_Dataset rows on where objects appear_
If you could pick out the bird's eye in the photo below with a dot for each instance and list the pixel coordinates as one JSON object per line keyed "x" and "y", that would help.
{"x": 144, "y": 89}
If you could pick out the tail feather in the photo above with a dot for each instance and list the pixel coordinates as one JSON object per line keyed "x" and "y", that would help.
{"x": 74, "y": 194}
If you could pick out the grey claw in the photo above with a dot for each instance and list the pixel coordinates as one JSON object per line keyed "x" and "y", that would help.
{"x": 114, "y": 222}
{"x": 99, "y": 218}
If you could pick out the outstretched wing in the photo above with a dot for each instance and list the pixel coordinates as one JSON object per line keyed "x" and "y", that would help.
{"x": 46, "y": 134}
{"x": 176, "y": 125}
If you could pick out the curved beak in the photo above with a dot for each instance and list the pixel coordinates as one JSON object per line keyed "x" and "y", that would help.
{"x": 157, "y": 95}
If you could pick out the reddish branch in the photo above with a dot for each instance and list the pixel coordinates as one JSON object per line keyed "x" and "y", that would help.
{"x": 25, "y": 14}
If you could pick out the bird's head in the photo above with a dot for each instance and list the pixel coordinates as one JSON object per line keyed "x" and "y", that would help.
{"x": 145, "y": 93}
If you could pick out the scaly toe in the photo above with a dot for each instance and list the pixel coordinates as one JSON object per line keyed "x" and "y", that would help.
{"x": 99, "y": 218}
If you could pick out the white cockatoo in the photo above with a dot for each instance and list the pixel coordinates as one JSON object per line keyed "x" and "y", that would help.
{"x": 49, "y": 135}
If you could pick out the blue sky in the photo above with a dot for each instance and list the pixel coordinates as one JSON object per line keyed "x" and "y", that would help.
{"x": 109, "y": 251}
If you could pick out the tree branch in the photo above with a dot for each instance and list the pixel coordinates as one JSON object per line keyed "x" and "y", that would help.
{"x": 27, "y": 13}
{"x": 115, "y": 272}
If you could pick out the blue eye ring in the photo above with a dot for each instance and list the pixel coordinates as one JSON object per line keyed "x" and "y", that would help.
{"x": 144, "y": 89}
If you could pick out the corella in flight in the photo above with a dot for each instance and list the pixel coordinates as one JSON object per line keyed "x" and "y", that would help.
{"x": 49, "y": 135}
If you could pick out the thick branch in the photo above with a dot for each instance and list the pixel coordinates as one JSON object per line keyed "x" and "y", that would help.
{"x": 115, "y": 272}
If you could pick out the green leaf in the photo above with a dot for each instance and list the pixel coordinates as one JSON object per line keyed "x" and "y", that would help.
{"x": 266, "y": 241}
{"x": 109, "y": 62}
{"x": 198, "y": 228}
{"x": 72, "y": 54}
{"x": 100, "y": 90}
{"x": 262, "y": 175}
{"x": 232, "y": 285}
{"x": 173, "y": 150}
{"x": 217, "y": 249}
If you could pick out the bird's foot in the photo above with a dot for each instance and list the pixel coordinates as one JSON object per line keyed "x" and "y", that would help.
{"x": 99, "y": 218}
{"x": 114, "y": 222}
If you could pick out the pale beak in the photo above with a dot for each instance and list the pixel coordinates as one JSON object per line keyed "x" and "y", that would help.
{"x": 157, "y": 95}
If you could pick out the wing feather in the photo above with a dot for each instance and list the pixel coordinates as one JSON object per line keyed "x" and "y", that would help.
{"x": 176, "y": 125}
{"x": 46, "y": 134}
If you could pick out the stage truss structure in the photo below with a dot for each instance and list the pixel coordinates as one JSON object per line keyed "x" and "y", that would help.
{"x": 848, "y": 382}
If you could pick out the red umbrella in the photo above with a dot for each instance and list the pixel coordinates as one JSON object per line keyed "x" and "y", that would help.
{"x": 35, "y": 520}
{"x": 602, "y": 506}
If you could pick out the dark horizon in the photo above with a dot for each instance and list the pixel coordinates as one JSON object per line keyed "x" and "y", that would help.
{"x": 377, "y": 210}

_Problem requirements_
Extract, exactly, the lines above that begin at the line containing "If you could pick out the stage" and end at the final line of the records; add no other text.

_Answer to the exercise_
If you could pick out the stage truss structure in the photo below with a dot for each instance and list the pixel coordinates as one JSON object per line keyed "x" and "y", that would help.
{"x": 848, "y": 382}
If you could pick out the red umbrella in the photo above with a dot for each instance and list the pixel coordinates as one JSON object per line keyed "x" and "y", that would help.
{"x": 35, "y": 520}
{"x": 602, "y": 506}
If you could pick out the dark horizon in the photo above with a dot for each instance and list the pixel coordinates as one JSON object per line keyed "x" and "y", that would help.
{"x": 377, "y": 210}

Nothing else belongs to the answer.